### Given request a
Determine whether each statement below agrees with the passage on STUN connectivity checks, answering yes or no and quoting the deciding words of the passage: (i) a client receiving an initiate message must wait for its STUN transactions to complete before sending any media; (ii) between two transport addresses with the same preference, a STUN derived address must be used; (iii) a derived transport address may be freed as soon as the STUN request is received.

### Supplied passage
In all cases, if the STUN BindingRequest elicits a BindingResponse before the STUN transaction times out, the result is considered a success. For successful transactions, the responder stores the transport address from the initiate message (which identifies both the STUN server and the place where media is sent), the local transport address from which the STUN request was sent, the id of that alternate from the initiate message, and the preference from that alternate. If the STUN transaction succeeds, the client knows for certain that the media can reach the destination as well. That is because the media traffic will be sent from the same transport address, to the same trasport address, as the STUN packet was.
When a client receives an initiate message, it MAY begin sending media immediately to the address and port specified in the default. If that address and port was also listed as an alternate, the client MUST send media from the same address and port used to send a STUN request to the peer. As the STUN transactions begin to complete, the client begins to learn which alternates it has connectivity to. If one of those alternates has a higher priority than the one currently in use, that transport address MUST be used instead (along with its corresponding local address). Note that, between two transport addresses with the same preference, a STUN derived address MUST be used. Furthermore, once a client sends media to a transport address with a specified priority, it MUST NOT, during the lifetime of the session, send media to a connected transport address with a lower priority.
This restriction allows a client to free derived transport addresses once it knows that its peer has been able to connect to a transport address with higher priority, or one of equal priority if it was peer derived. A client can know that a peer was able to connect to a transport address based on the receipt of a STUN BindingRequest against that transport address. The username and password in the STUN BindingRequest can be used to determine which transport address the STUN request was generated against. Note that the transport address that the STUN request was received on does not say anything about which transport address the peer sent to, and so the username and password are used. Such an address SHOULD be freed no earlier than 3 seconds after receipt of the STUN request. This provides a window of time for the peer to cease using the address and switch to a better one.
This connectivity check makes an important assumption. It assumes that if a STUN request is able to get from A to B, the STUN response will get from B to A (packet losses aside). To our knowledge this is generally true, since it is one of the definining characteristics of the client-server protocols that NATs have been designed to pass. We need to make this assumption in order to free up resources and also eliminate additional ICE cycles.

### Given request b
Count the lines in the listing below that contain the string "building", and give only the number.

### Task input
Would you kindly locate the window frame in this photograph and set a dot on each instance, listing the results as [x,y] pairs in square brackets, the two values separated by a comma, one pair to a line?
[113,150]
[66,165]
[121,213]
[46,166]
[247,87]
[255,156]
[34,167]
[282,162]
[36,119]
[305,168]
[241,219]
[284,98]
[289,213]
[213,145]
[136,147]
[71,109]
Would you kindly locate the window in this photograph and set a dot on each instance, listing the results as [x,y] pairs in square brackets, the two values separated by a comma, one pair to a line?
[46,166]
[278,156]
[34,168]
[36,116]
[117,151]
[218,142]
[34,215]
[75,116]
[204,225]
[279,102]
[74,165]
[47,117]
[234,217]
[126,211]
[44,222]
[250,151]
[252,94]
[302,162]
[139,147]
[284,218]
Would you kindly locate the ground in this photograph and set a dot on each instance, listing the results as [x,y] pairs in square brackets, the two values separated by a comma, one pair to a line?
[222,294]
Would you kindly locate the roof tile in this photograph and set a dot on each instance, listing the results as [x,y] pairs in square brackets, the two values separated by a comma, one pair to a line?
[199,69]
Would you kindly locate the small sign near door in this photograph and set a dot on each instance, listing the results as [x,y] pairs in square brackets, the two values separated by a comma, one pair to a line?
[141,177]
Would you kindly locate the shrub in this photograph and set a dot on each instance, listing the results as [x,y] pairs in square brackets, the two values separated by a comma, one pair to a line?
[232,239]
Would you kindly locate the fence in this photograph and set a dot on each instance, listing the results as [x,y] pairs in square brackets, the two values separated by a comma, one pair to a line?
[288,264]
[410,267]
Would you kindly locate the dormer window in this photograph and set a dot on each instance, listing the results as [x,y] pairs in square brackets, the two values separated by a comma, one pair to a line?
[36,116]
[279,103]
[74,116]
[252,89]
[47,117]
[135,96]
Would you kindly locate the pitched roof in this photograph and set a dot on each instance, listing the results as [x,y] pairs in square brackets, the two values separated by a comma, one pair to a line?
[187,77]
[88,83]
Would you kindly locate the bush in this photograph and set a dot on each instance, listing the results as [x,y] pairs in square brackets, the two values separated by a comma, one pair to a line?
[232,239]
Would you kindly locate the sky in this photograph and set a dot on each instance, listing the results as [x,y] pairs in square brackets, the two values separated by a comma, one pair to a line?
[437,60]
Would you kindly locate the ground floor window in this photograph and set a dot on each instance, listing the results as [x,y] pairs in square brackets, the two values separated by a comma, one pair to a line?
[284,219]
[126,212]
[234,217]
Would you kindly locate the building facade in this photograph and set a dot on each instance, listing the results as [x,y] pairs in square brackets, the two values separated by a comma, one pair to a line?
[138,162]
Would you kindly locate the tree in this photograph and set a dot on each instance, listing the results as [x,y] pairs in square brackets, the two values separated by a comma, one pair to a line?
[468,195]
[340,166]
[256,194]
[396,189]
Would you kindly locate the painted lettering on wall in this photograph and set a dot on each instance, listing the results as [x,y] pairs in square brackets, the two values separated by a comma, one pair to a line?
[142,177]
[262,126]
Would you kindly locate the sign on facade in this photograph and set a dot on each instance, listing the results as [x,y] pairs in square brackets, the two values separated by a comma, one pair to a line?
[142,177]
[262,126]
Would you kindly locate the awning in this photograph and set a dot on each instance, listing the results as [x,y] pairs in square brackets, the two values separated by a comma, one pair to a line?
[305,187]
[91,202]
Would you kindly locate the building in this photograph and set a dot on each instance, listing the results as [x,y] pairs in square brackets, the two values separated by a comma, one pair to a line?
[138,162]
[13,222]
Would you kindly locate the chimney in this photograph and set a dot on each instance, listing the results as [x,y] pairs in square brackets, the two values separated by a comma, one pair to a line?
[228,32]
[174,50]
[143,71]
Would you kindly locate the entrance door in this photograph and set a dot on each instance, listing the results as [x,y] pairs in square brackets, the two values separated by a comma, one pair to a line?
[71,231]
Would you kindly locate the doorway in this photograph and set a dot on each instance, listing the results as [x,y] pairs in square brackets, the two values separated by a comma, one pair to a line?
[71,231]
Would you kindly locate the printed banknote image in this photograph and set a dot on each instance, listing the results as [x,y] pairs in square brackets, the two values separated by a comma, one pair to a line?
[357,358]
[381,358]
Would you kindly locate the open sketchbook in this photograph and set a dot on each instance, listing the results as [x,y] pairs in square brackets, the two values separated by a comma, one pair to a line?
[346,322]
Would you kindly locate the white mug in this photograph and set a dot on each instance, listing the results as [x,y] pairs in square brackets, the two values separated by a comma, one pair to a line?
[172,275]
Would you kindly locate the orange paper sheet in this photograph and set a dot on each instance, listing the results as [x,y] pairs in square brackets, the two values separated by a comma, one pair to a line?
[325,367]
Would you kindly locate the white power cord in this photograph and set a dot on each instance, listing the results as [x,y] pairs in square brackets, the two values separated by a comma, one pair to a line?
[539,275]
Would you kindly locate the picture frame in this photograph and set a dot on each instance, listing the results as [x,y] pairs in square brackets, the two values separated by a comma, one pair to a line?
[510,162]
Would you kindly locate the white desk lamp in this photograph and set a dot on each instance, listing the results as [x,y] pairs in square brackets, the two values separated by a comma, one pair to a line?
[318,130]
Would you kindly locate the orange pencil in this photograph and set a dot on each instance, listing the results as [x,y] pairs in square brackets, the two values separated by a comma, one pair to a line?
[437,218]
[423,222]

### Exercise output a
(i) No: "it MAY begin sending media immediately to the address and port specified in the default."
(ii) Yes: "between two transport addresses with the same preference, a STUN derived address MUST be used."
(iii) No: "Such an address SHOULD be freed no earlier than 3 seconds after receipt of the STUN request."

### Exercise output b
2